» DIRECTIONS
Write out exactly the lines below that run from the line containing "Task: for the greenhouse-bench survey, tag the row" through the last line of the records.

» MATERIAL PROVIDED
◆ ◆ ◆ ◆ ◆
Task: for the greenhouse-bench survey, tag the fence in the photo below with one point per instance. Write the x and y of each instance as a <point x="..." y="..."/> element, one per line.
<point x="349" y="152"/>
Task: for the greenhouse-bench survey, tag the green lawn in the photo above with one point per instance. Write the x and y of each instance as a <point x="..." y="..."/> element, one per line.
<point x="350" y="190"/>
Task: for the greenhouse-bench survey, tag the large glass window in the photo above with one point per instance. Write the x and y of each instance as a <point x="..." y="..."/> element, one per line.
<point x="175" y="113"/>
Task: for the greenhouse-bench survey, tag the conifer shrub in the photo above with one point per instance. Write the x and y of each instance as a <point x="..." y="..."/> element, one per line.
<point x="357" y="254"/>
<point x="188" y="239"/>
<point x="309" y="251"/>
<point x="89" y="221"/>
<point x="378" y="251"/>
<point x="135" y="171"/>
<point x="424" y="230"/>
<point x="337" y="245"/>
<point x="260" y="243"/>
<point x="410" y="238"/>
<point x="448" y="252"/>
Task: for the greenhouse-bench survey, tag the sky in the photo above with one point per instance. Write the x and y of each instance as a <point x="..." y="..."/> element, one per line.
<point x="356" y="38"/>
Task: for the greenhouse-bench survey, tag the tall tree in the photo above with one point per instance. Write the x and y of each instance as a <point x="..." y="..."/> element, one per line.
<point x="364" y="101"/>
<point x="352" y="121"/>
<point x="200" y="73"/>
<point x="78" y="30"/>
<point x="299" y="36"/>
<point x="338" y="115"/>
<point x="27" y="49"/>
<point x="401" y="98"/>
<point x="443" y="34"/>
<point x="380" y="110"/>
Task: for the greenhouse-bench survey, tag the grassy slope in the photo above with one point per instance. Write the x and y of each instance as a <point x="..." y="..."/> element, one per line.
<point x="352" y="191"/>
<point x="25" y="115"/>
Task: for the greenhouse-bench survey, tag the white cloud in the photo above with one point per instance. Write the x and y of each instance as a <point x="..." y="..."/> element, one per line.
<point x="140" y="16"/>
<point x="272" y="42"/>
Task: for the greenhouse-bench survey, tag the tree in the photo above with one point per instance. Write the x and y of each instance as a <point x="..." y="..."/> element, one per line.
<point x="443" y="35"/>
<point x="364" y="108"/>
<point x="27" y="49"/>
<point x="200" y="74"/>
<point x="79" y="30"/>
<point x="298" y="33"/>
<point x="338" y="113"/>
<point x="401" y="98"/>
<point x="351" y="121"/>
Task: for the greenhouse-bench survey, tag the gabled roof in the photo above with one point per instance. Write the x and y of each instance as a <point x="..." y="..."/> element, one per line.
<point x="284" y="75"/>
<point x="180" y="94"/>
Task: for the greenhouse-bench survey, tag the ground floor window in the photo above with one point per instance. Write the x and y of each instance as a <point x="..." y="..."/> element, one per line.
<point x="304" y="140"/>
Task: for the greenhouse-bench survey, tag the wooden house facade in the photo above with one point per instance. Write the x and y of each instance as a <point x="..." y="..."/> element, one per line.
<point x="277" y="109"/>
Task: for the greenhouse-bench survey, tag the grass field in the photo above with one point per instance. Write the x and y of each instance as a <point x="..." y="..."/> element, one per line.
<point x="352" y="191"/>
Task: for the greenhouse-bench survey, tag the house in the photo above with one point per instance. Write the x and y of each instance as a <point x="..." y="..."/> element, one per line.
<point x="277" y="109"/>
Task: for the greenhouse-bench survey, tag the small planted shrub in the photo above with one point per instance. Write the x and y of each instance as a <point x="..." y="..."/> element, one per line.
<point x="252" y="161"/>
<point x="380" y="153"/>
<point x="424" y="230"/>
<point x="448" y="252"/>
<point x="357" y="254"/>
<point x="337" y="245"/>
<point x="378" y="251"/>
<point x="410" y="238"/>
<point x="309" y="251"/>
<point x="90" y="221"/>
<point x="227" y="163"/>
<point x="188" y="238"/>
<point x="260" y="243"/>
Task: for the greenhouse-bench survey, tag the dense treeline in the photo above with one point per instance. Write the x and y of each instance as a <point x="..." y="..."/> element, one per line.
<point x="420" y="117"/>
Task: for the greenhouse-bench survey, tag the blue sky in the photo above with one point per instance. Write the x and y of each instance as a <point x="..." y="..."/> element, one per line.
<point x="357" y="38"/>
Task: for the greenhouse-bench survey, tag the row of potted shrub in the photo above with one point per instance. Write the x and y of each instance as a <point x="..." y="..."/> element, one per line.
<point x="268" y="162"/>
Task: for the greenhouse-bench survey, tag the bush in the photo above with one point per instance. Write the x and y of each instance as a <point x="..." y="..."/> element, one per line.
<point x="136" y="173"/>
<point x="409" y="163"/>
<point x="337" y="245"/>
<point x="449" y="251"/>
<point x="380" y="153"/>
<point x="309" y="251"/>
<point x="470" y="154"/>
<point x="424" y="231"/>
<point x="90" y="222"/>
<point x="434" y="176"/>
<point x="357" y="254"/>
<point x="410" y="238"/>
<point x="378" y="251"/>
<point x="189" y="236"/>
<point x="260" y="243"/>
◆ ◆ ◆ ◆ ◆
» SOLUTION TO THE EXERCISE
Task: for the greenhouse-bench survey, tag the row of potted shrub in the photo above with one point per instance. Write the x and y of each instance as a <point x="..." y="..."/> element, one per line.
<point x="268" y="162"/>
Task: for the greenhouse-bench survey, tag the bush in the photo above with one point per instance. Write the x and y of each instance as a <point x="..." y="..."/> element, one per line.
<point x="136" y="173"/>
<point x="409" y="163"/>
<point x="337" y="245"/>
<point x="449" y="251"/>
<point x="380" y="153"/>
<point x="309" y="251"/>
<point x="470" y="154"/>
<point x="424" y="231"/>
<point x="90" y="222"/>
<point x="434" y="176"/>
<point x="357" y="254"/>
<point x="410" y="238"/>
<point x="378" y="251"/>
<point x="189" y="236"/>
<point x="260" y="243"/>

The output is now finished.